____ DATA LISTING

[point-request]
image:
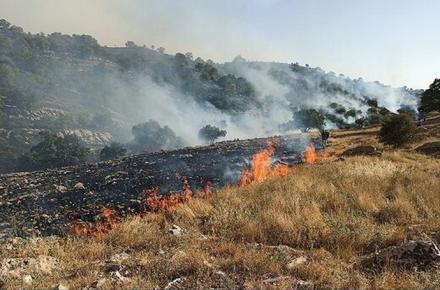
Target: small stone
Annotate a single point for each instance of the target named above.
(79, 186)
(62, 287)
(60, 188)
(296, 262)
(176, 230)
(27, 279)
(100, 282)
(175, 283)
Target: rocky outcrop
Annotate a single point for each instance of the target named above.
(411, 255)
(431, 148)
(44, 202)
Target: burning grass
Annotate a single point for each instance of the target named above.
(332, 213)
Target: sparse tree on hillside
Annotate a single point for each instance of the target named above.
(211, 133)
(308, 118)
(397, 130)
(150, 136)
(55, 151)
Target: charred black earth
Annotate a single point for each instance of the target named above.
(44, 202)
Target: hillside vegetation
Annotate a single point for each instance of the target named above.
(70, 84)
(311, 228)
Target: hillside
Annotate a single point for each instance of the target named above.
(70, 84)
(336, 223)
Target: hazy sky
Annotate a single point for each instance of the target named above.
(393, 41)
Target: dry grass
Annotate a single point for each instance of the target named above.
(333, 213)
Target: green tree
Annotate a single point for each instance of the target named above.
(430, 100)
(211, 133)
(397, 130)
(114, 151)
(308, 118)
(55, 151)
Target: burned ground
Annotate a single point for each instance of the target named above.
(44, 202)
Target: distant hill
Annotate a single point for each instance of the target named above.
(70, 83)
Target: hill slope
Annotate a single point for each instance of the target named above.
(317, 227)
(71, 84)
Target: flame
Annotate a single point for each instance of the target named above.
(310, 156)
(106, 223)
(208, 190)
(261, 166)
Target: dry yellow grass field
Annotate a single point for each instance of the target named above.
(309, 229)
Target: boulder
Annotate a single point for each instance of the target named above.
(411, 255)
(430, 148)
(79, 186)
(14, 267)
(362, 150)
(296, 262)
(176, 230)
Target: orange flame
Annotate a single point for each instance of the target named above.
(261, 166)
(310, 156)
(106, 223)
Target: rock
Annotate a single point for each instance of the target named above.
(411, 255)
(99, 283)
(301, 284)
(220, 273)
(62, 287)
(430, 148)
(176, 230)
(60, 188)
(14, 267)
(119, 277)
(362, 150)
(296, 262)
(79, 186)
(175, 283)
(118, 258)
(275, 280)
(27, 279)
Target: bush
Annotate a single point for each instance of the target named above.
(54, 151)
(430, 100)
(150, 136)
(114, 151)
(211, 133)
(308, 118)
(397, 130)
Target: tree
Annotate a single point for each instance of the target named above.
(397, 130)
(114, 151)
(430, 100)
(150, 136)
(211, 133)
(130, 44)
(308, 118)
(55, 151)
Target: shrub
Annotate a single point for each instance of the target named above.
(150, 136)
(308, 118)
(211, 133)
(430, 100)
(55, 151)
(397, 130)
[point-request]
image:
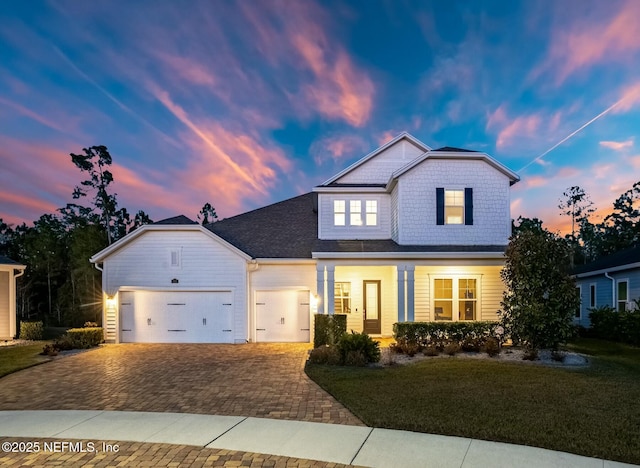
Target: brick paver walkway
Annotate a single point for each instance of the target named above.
(260, 380)
(147, 455)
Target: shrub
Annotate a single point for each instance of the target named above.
(403, 346)
(439, 334)
(31, 331)
(82, 338)
(325, 355)
(470, 344)
(361, 342)
(492, 347)
(431, 351)
(540, 299)
(452, 349)
(355, 357)
(327, 329)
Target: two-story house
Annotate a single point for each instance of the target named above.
(406, 233)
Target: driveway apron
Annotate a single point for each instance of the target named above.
(260, 380)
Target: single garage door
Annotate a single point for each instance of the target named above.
(282, 316)
(176, 317)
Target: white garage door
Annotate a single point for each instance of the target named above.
(282, 316)
(176, 317)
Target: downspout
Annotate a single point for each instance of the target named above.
(613, 289)
(253, 265)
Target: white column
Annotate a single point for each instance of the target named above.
(320, 288)
(410, 293)
(401, 311)
(330, 289)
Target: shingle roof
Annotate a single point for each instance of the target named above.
(451, 149)
(287, 229)
(7, 261)
(624, 257)
(388, 245)
(181, 219)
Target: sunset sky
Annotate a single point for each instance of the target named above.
(245, 103)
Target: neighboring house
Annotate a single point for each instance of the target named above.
(407, 233)
(9, 271)
(613, 281)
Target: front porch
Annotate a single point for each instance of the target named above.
(376, 294)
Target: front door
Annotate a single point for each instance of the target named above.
(371, 309)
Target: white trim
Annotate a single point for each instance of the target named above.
(335, 189)
(177, 289)
(628, 266)
(513, 177)
(408, 255)
(103, 254)
(403, 135)
(455, 300)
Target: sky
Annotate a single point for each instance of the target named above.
(246, 103)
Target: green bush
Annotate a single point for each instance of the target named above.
(440, 334)
(349, 344)
(492, 347)
(327, 329)
(31, 331)
(83, 338)
(325, 355)
(609, 324)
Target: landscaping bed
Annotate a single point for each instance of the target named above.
(591, 411)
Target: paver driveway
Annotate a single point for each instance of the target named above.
(261, 380)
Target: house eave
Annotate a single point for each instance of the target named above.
(407, 255)
(103, 254)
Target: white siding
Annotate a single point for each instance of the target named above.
(417, 215)
(395, 213)
(204, 264)
(5, 309)
(491, 288)
(388, 292)
(378, 169)
(327, 230)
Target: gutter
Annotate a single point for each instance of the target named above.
(613, 289)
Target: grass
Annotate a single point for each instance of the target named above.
(591, 411)
(15, 358)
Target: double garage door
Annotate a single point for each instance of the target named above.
(176, 317)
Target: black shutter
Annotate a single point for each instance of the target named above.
(468, 206)
(439, 206)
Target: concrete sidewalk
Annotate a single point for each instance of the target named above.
(334, 443)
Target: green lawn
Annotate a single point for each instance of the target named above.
(14, 358)
(592, 411)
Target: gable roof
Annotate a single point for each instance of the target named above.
(625, 259)
(287, 229)
(374, 153)
(180, 219)
(455, 153)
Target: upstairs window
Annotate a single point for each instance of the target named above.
(372, 212)
(339, 212)
(355, 213)
(454, 206)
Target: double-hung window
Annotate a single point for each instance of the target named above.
(455, 299)
(355, 212)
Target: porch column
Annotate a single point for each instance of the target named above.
(320, 288)
(410, 293)
(401, 311)
(330, 290)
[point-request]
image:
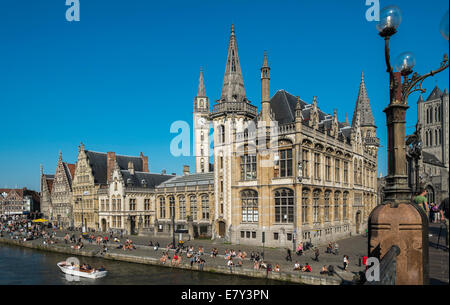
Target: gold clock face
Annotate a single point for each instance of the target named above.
(201, 121)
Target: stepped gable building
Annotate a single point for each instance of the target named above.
(93, 171)
(127, 202)
(291, 171)
(18, 202)
(60, 212)
(190, 198)
(46, 190)
(433, 117)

________

# [REQUEST]
Scale everything from the line containing "Target: double-hung window" down to the end of the records, both ends included: write those lines out again with their requests, multiplying every point coordinate in the answers by 0.8 and rounding to whole numbers, halves up. Leave the pictures out of your answer.

# [THE ANSWER]
Target: double-hung window
Annotate a single point for each instance of the target named above.
(364, 239)
(284, 170)
Target: porch column
Annotate a single point for each instance of the target named above.
(256, 230)
(328, 234)
(321, 249)
(264, 232)
[point-request]
image:
Target: gold clock face
Annotate a single point for each instance of the target named above.
(161, 97)
Target: stepped gable building
Annotate a single point for each instance of the target named above.
(74, 137)
(102, 162)
(233, 137)
(14, 162)
(48, 170)
(152, 158)
(37, 152)
(346, 94)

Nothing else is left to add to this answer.